▸ SHORT PROBLEM:
Write out exactly the lines below that run from the line containing "Task: annotation of the italian" through the last line of the records.

▸ RECORDS PROVIDED:

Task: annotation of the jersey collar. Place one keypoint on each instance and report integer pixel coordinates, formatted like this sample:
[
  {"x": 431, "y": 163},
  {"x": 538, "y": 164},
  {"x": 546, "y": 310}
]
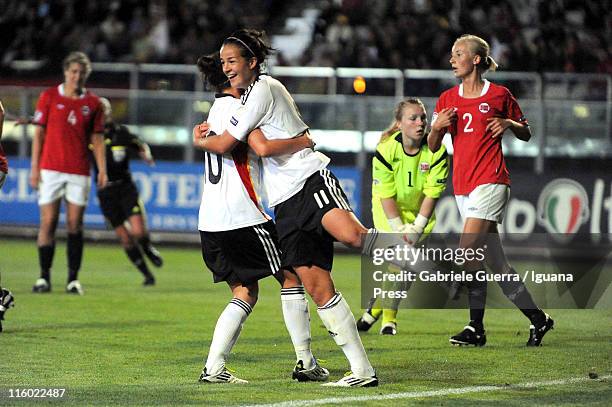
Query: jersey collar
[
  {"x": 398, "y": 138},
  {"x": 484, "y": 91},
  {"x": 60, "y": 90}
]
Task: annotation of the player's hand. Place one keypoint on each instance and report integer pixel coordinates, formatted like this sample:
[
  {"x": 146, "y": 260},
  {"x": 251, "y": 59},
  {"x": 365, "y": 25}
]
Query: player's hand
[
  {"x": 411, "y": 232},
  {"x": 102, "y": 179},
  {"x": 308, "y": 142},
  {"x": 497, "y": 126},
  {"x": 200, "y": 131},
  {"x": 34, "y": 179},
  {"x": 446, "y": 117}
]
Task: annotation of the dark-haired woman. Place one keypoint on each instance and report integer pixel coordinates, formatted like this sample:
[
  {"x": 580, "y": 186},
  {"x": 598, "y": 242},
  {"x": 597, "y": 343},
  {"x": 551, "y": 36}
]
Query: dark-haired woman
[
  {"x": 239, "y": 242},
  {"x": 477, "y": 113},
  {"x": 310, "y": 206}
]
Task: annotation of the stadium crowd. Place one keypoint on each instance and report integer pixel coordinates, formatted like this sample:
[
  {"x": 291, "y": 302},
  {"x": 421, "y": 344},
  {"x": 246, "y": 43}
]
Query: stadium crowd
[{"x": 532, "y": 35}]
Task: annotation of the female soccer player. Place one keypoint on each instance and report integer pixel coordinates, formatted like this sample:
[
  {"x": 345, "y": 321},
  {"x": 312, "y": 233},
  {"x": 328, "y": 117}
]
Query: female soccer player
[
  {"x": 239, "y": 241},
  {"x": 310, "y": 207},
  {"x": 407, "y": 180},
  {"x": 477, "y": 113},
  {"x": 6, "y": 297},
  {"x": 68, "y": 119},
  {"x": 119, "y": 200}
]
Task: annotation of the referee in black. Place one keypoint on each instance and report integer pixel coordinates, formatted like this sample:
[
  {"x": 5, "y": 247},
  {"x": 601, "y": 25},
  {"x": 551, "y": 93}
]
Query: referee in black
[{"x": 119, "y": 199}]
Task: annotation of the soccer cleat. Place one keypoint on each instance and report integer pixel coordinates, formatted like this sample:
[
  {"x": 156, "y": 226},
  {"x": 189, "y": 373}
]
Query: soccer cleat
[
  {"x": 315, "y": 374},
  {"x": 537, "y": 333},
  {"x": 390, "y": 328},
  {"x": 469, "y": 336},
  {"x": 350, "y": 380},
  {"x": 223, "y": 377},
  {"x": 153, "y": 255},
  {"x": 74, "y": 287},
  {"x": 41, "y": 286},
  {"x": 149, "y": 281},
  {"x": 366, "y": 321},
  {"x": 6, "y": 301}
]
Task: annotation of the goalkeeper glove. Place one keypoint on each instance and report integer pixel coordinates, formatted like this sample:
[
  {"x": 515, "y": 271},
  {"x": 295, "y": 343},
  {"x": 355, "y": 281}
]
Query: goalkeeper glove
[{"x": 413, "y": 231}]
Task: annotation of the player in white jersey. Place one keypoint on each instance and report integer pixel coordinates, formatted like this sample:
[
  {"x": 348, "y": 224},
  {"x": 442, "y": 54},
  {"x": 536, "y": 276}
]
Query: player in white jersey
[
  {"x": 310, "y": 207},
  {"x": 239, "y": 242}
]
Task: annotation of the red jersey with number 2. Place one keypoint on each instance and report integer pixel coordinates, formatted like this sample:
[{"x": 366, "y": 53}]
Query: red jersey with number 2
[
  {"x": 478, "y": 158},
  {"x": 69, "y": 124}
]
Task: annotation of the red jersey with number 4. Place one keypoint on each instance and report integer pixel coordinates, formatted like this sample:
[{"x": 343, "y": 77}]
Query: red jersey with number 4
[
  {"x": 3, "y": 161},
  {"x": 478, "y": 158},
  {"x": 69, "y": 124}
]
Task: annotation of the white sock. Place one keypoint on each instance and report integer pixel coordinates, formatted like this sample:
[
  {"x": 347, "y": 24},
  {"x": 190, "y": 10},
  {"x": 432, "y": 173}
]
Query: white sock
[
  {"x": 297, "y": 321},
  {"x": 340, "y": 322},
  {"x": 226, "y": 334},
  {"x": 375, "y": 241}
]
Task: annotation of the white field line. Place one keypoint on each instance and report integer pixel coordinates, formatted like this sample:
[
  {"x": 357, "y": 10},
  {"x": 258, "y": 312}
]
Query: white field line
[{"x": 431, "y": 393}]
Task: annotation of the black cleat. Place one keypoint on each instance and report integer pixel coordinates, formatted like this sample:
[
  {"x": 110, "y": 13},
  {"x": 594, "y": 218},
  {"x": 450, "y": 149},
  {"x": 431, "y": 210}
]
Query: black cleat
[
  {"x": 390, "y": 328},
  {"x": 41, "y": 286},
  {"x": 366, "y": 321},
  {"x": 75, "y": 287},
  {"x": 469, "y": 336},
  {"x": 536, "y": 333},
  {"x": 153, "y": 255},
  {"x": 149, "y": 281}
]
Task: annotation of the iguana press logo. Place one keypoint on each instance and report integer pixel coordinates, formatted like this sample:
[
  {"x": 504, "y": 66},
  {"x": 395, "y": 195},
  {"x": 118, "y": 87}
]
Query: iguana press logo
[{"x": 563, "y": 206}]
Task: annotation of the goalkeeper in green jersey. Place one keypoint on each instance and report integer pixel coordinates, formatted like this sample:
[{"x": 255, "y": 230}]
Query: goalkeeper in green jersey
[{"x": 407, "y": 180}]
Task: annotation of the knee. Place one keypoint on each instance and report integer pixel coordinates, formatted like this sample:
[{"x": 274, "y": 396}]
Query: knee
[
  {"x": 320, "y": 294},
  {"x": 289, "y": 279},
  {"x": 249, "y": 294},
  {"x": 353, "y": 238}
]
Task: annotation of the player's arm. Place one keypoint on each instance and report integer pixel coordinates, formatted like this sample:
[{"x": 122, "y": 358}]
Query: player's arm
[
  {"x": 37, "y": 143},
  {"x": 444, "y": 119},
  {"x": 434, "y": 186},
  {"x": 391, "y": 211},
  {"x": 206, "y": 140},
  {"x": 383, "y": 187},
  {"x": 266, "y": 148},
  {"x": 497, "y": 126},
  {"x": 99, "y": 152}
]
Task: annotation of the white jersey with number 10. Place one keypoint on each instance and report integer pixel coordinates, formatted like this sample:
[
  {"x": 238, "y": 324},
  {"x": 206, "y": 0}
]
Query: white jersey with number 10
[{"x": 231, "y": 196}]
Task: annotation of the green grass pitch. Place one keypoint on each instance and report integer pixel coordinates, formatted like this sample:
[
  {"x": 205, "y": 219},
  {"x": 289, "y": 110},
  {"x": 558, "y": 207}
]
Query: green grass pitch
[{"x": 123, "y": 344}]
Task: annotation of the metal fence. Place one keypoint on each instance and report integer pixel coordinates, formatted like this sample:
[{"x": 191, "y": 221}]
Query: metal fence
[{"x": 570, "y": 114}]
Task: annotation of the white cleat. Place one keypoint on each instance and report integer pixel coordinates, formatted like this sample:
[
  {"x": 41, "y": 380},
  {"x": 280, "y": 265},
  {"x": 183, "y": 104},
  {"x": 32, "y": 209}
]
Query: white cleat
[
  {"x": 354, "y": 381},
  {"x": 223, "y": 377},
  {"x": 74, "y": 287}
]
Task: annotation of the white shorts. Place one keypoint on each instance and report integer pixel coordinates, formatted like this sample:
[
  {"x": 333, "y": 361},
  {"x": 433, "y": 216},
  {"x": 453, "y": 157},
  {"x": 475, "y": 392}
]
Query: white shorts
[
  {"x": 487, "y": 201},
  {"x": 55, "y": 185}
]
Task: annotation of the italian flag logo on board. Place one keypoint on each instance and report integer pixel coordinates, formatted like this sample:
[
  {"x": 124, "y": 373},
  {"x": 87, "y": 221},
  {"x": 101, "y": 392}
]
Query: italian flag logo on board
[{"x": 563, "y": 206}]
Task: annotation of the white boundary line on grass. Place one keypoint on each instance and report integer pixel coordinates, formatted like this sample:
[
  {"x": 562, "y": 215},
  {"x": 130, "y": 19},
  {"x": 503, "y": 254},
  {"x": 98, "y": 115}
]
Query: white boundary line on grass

▸ CORRECT RESPONSE:
Task: annotation of the italian flag logo on board. Place one keypoint on each instance and report integer pixel coordinates, formatted like this sample:
[
  {"x": 124, "y": 373},
  {"x": 87, "y": 221},
  {"x": 101, "y": 392}
]
Query: italian flag logo on board
[{"x": 563, "y": 206}]
Task: annotation of the white boundary line on grass. Place one keypoint on each instance and report integer pixel coordinates, formatted like this sample:
[
  {"x": 562, "y": 215},
  {"x": 130, "y": 19},
  {"x": 503, "y": 254},
  {"x": 98, "y": 115}
]
Query: white boundary line on grass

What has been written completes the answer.